Bloco de texto:
* * * * *

Tanto o Mirena quanto o Implanon são estruturas introduzidas no corpo da mulher (o Mirena é um tipo de DIU e o Implanon é um pequeno bastão subcutâneo) que liberam hormônios sintéticos semelhantes à progesterona para evitar a gravidez.
A charada estava morta!
Passamos a nos concentrar na dor lombar e,quando eu lhe perguntei se ela havia sentido algo semelhante nas gestações, ela deu um pulo da cadeira:
- A dor é idêntica!
- E essa sensação subjetiva de desânimo e de que algo está errado? - arrisquei.
- Também!
Expliquei para a Amanda que, do ponto de vista funcional do organismo, ela estava grávida, já que a liberação contínua de progesterona é exatamente o que ocorre na gestação; só não havia o feto. A progesterona pode provocar indisposição nas mulheres e relaxamento dos ligamentos próximos ao quadril para aumentar o espaço para o útero crescer; esse afrouxamento pode provocar até dores incapacitantes em algumas grávidas.
A solução para o problema da Amanda, obviamente, não estava mais em um consultório psiquiátrico; orientada a retirar o Implanon, ela enfrentou alguma resistência da sua ginecologista, mas, menos de uma semana depois de ser ver livre da progesterona sintética, as dores e o desânimo desapareceram completamente.
Amanda teve alta da psiquiatria depois de cerca de três meses desde a sua primeira consulta, sendo que o conhecimento psiquiátrico aqui foi o de menor importância.

* * * * *

Dados fornecidos:
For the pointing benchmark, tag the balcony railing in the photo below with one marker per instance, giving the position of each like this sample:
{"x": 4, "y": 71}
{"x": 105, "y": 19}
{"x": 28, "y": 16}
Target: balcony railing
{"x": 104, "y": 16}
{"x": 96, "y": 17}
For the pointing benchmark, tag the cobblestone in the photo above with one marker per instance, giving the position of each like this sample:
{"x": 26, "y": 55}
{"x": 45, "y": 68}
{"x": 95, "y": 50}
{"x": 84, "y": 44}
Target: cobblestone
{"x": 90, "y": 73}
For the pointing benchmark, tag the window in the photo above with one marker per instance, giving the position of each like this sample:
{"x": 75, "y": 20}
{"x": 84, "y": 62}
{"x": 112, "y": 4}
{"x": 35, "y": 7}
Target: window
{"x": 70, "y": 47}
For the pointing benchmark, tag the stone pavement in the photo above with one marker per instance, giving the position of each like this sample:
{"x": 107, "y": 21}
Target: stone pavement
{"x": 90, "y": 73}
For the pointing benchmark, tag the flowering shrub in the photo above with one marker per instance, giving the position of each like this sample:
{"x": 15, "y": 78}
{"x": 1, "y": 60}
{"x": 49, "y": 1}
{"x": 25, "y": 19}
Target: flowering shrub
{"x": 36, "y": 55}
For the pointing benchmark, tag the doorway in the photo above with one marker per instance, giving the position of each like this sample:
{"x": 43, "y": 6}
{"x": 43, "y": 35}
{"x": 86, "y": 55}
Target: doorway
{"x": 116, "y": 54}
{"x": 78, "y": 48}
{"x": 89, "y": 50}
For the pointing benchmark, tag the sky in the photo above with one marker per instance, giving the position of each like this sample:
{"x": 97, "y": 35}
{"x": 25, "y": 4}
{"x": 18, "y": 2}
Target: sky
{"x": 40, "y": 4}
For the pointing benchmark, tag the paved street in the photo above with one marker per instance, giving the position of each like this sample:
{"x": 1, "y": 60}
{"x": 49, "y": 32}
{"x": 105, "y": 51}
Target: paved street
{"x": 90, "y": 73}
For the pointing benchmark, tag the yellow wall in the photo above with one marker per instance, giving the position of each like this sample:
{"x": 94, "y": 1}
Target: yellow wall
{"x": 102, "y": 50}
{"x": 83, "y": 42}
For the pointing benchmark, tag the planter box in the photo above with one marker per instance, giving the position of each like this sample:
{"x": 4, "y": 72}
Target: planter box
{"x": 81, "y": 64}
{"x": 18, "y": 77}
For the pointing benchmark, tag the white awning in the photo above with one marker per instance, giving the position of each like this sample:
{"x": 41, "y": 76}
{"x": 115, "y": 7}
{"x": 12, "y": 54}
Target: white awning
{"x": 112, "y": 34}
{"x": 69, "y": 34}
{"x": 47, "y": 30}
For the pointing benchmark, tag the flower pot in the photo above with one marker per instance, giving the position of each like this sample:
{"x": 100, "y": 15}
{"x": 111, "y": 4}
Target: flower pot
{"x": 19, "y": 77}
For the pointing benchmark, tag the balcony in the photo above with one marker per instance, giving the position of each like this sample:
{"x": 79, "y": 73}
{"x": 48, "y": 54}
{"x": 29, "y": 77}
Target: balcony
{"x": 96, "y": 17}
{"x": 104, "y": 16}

* * * * *

Instruções de trabalho:
[1] Segundo o relato sobre a Amanda, o que é o Implanon?
[2] Traduza para o inglês esta frase do relato sobre a Amanda: "A progesterona pode provocar indisposição nas mulheres e relaxamento dos ligamentos próximos ao quadril para aumentar o espaço para o útero crescer; esse afrouxamento pode provocar até dores incapacitantes em algumas grávidas."
[3] Cite do relato sobre a Amanda o trecho que começa nas palavras "A solução para" e termina depois de "desânimo desapareceram completamente.".
As linhas não são usadas em nenhuma das tarefas.

Respostas:
[1] É um pequeno bastão subcutâneo que libera hormônios sintéticos semelhantes à progesterona para evitar a gravidez.

[2] Progesterone can cause malaise in women and relaxation of the ligaments near the hip to increase the space for the uterus to grow; this loosening can even cause disabling pain in some pregnant women.

[3]
A solução para o problema da Amanda, obviamente, não estava mais em um consultório psiquiátrico; orientada a retirar o Implanon, ela enfrentou alguma resistência da sua ginecologista, mas, menos de uma semana depois de ser ver livre da progesterona sintética, as dores e o desânimo desapareceram completamente.